Your task – Find every line in the records below that contains "pink", and copy it.

········

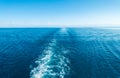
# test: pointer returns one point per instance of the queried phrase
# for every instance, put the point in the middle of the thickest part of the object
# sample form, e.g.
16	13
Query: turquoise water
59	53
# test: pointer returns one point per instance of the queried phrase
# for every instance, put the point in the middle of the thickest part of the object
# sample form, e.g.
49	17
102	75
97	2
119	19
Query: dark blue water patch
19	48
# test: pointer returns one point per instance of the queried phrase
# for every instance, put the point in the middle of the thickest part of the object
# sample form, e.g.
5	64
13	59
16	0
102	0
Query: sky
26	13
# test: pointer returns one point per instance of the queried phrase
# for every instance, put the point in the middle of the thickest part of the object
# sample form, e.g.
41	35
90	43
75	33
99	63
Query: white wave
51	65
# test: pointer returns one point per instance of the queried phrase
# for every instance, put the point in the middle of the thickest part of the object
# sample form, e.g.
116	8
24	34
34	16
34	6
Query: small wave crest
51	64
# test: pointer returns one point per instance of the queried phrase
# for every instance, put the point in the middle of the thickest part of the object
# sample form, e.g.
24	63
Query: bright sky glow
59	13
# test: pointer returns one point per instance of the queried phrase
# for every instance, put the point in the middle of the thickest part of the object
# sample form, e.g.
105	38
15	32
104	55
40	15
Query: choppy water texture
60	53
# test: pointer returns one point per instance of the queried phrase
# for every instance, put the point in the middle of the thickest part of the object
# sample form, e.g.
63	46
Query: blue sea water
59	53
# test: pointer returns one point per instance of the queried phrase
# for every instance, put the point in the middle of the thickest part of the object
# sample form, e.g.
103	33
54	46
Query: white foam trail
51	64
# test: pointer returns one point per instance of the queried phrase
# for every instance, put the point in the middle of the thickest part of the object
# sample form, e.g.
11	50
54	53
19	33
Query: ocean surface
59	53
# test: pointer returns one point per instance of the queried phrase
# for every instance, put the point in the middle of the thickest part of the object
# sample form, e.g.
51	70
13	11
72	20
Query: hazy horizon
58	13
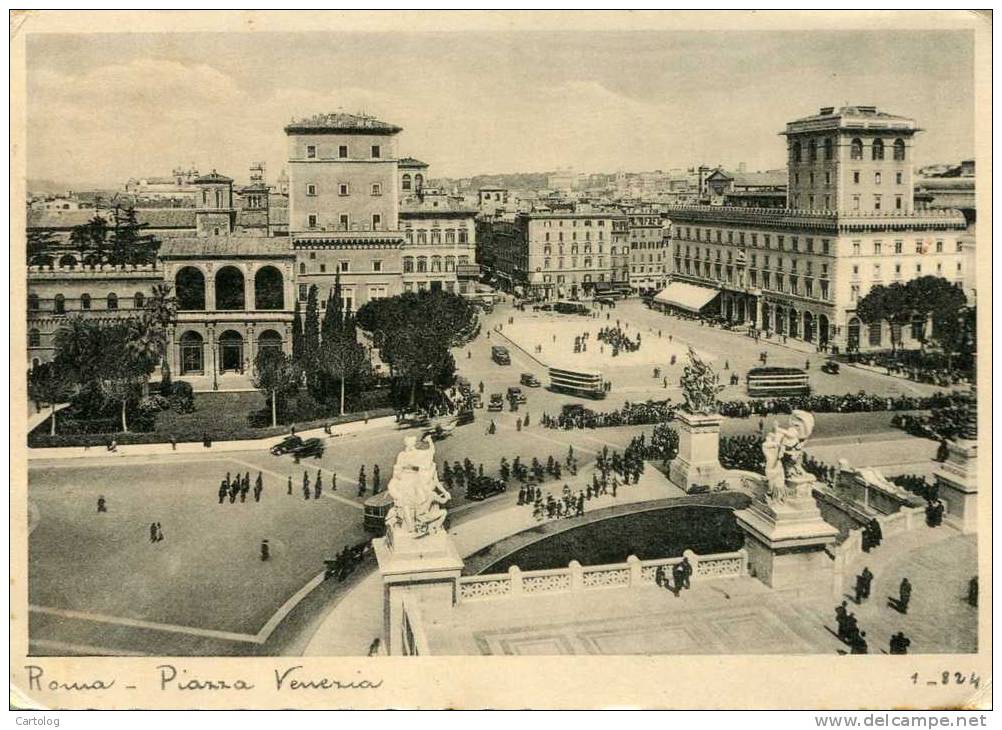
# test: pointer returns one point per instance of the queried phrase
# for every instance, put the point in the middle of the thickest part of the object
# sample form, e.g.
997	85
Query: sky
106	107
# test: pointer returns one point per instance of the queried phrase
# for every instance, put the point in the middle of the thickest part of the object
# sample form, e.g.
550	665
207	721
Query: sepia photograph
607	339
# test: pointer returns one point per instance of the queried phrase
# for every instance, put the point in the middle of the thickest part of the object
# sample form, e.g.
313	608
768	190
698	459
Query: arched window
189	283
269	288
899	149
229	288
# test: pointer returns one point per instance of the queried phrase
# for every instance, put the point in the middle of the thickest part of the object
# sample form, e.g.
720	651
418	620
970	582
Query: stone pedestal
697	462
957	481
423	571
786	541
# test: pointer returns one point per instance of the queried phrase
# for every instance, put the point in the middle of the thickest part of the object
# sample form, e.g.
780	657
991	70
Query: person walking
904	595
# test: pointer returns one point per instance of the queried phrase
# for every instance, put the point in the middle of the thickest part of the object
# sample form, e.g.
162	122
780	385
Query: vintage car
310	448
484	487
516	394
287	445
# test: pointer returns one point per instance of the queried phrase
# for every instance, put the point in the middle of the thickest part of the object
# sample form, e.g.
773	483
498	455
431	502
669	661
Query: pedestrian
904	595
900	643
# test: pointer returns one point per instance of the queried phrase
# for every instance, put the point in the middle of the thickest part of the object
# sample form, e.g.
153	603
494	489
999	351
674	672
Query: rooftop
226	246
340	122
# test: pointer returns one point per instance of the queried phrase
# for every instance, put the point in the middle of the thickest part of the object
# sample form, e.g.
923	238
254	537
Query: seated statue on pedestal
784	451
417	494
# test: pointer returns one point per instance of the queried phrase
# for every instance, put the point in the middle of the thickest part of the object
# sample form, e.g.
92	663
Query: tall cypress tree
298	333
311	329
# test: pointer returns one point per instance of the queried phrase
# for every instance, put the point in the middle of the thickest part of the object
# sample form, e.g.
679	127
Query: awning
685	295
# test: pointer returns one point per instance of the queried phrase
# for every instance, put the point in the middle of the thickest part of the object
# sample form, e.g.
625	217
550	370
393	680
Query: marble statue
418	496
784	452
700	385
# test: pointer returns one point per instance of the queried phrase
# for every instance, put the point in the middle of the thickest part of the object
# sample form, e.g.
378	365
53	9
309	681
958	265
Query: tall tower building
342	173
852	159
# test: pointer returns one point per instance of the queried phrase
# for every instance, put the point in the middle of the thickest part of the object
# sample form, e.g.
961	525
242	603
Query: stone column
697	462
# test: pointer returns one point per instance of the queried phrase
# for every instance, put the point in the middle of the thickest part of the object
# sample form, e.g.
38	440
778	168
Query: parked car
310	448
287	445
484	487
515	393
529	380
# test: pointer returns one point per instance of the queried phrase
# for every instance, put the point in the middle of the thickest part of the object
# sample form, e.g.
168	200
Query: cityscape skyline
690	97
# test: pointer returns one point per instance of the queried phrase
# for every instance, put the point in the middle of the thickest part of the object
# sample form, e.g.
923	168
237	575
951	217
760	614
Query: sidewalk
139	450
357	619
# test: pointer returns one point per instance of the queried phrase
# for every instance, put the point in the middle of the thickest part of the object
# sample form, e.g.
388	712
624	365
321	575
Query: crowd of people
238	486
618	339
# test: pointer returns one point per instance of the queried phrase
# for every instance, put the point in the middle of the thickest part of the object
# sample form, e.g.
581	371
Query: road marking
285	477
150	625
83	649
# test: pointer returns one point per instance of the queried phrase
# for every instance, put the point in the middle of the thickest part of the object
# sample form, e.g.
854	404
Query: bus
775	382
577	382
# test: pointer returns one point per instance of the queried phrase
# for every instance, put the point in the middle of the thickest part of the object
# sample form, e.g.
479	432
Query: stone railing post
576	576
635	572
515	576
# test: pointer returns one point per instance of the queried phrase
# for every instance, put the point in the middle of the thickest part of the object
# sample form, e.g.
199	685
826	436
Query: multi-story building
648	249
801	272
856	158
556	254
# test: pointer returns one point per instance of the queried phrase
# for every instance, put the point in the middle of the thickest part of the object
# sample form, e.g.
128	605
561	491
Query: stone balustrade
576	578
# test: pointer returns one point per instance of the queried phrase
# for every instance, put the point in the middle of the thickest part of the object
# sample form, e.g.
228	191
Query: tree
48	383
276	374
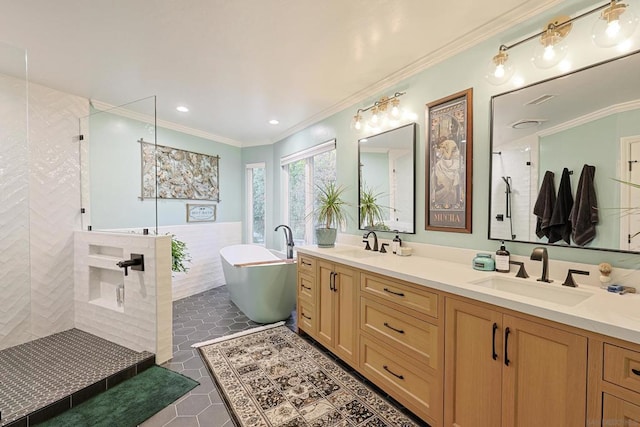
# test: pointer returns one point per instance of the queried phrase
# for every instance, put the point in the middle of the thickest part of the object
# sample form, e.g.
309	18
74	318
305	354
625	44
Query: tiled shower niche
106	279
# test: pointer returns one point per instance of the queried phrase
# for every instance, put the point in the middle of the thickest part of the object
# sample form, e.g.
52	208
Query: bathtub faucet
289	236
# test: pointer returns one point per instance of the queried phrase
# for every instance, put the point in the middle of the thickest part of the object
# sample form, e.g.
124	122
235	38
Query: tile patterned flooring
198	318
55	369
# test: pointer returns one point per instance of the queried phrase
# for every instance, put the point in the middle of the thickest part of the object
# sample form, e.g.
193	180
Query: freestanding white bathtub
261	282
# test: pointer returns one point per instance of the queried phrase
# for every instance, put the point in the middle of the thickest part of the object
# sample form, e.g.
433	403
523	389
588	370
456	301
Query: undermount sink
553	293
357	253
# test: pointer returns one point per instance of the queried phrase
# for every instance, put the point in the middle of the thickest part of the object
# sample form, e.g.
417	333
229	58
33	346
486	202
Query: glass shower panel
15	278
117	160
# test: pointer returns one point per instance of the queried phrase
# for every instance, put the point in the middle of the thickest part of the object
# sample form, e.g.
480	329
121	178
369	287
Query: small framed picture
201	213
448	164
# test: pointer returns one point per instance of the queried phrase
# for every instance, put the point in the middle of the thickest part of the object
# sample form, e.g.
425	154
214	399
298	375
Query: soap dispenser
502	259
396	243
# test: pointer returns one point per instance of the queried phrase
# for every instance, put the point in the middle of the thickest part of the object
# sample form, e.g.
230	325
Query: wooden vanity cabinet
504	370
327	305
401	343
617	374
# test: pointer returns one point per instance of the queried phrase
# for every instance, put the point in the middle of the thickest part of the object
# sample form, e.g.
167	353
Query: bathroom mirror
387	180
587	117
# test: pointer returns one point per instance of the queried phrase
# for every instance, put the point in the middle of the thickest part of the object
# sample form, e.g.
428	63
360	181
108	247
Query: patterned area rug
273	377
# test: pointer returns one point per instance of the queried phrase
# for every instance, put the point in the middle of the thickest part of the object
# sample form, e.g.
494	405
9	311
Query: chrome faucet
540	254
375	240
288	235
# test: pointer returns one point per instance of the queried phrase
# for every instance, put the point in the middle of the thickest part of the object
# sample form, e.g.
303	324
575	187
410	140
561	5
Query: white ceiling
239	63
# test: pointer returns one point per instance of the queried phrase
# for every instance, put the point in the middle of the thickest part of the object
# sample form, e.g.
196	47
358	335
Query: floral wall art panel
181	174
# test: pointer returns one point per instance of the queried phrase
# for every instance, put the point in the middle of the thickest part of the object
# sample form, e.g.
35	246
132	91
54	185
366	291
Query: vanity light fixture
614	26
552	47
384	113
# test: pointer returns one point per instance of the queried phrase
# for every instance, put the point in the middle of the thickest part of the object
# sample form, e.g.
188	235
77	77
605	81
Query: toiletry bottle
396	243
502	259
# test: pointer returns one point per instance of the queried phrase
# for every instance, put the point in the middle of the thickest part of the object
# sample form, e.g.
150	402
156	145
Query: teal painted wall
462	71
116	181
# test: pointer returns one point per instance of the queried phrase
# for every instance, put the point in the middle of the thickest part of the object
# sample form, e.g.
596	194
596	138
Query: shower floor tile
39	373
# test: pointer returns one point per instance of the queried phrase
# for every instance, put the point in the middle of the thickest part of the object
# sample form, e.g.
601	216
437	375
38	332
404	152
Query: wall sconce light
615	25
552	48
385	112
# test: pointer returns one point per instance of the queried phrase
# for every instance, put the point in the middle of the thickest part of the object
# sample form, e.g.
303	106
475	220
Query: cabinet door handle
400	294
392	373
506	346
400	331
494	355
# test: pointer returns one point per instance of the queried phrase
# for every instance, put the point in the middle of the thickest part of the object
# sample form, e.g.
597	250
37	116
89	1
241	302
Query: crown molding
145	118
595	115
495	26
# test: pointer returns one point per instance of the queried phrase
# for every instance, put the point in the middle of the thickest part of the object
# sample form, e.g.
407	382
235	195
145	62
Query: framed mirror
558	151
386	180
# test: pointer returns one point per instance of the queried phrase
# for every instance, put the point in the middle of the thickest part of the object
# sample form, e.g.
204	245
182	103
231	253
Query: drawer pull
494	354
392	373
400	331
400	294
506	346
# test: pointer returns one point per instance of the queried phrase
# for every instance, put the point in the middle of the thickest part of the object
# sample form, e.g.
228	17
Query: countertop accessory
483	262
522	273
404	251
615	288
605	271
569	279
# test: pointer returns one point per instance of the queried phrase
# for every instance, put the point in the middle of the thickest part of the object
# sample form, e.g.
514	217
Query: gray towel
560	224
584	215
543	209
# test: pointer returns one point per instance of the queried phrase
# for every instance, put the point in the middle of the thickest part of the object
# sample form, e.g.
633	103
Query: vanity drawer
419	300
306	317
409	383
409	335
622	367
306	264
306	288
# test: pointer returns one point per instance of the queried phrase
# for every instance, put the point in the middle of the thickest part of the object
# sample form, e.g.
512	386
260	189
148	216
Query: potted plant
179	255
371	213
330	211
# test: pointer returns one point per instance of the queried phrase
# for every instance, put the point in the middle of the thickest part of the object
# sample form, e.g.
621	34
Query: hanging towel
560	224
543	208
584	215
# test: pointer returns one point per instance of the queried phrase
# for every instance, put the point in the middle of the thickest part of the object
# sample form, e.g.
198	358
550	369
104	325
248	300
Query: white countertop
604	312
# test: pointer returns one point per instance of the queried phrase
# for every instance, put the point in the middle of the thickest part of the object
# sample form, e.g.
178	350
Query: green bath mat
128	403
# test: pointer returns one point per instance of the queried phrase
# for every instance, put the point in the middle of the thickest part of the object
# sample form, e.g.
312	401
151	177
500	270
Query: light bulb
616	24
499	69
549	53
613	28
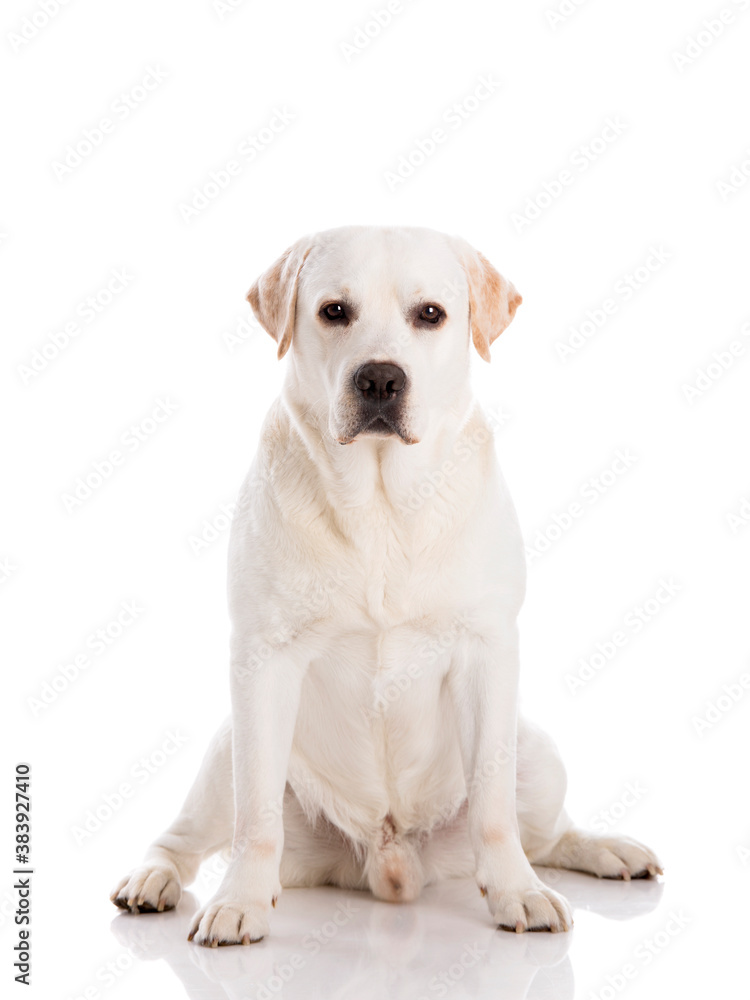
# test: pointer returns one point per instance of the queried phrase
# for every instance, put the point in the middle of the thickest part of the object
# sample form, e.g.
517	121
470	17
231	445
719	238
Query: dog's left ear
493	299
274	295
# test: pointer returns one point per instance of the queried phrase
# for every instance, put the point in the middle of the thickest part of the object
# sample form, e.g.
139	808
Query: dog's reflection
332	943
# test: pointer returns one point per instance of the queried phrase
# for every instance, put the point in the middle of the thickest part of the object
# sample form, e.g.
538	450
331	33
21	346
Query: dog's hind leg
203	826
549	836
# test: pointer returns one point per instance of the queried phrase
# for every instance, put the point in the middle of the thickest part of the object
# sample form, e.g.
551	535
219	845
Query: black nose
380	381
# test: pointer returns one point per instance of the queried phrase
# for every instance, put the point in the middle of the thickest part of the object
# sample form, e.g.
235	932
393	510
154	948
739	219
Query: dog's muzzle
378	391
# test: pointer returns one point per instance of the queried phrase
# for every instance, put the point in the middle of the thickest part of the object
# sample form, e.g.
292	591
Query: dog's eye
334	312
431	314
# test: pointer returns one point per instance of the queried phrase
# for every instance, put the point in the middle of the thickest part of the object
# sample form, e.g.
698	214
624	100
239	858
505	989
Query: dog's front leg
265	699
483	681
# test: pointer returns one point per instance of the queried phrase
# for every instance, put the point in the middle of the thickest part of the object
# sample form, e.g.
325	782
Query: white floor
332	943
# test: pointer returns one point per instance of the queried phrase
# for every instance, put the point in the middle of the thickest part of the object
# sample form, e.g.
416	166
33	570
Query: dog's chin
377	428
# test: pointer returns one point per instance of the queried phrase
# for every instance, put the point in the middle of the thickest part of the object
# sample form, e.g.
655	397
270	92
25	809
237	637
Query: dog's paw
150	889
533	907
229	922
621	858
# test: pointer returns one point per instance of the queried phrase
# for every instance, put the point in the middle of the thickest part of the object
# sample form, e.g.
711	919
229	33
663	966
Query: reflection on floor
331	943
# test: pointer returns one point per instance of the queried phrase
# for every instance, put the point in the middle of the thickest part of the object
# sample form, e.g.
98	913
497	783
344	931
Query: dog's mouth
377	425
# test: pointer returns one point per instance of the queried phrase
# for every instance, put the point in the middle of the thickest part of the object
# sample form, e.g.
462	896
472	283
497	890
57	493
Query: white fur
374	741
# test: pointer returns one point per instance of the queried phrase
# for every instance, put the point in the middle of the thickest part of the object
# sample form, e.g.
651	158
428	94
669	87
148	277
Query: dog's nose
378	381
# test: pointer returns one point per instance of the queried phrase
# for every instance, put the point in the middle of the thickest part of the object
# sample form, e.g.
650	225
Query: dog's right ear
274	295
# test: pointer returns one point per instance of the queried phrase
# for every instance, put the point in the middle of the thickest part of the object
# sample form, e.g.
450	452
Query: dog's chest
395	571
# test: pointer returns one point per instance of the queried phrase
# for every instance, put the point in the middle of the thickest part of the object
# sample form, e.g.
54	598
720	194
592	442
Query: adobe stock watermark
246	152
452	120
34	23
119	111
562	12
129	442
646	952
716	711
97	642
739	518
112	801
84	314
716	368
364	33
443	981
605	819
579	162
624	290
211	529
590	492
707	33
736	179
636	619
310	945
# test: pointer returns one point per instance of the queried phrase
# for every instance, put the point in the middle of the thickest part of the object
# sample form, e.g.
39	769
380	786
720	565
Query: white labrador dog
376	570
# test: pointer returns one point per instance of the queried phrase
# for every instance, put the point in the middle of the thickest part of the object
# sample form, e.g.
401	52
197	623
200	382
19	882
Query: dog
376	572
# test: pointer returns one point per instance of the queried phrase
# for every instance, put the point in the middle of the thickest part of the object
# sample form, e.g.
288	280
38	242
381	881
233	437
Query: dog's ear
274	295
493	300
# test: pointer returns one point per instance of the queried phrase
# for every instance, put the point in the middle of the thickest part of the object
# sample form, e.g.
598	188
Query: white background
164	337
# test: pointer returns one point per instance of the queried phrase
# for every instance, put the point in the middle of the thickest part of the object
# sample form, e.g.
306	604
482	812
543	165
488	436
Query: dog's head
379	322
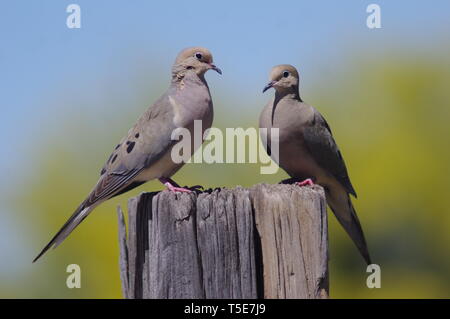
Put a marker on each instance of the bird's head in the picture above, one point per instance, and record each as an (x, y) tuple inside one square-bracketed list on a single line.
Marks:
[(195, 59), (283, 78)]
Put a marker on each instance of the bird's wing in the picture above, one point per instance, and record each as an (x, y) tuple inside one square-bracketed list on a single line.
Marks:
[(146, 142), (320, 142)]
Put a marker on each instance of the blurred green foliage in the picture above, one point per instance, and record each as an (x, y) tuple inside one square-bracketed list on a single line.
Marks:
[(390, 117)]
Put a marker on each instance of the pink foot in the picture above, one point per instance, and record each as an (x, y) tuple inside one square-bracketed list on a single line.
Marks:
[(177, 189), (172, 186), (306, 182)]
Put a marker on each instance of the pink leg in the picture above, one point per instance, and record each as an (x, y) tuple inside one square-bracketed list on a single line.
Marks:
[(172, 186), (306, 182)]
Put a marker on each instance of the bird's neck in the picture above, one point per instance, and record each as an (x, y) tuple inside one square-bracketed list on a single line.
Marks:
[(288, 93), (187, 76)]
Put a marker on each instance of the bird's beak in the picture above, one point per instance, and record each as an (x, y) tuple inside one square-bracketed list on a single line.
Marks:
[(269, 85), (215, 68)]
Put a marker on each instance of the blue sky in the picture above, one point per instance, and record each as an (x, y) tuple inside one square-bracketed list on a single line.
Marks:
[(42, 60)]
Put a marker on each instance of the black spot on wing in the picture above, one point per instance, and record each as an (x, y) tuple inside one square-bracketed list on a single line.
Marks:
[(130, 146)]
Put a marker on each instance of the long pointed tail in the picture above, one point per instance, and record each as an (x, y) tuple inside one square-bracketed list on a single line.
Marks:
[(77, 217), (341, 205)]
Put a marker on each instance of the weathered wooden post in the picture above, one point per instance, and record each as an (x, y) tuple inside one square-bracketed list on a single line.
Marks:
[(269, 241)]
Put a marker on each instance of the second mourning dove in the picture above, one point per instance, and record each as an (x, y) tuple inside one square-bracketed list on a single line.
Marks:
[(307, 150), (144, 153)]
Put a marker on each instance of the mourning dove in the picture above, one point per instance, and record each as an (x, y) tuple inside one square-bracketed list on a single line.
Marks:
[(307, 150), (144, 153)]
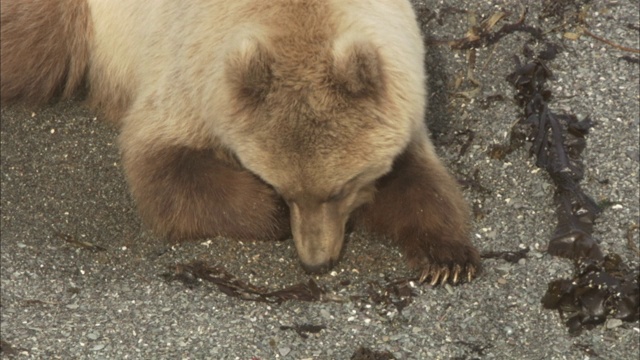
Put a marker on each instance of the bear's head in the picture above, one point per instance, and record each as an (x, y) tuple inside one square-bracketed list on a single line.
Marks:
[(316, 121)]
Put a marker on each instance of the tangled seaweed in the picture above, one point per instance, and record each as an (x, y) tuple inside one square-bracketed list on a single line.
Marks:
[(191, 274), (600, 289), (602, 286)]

········

Solution to this exercise –
Put a marker on each instance of the pink foot in the picture above, one point per instance, and record each as an (x, y) tuple inside one square-bracketed list on a single line.
Put a marker on each instance of the pink leg in the picture above, one point per instance, and record each as an (x, y) tuple inside one square-bracketed list on a single line.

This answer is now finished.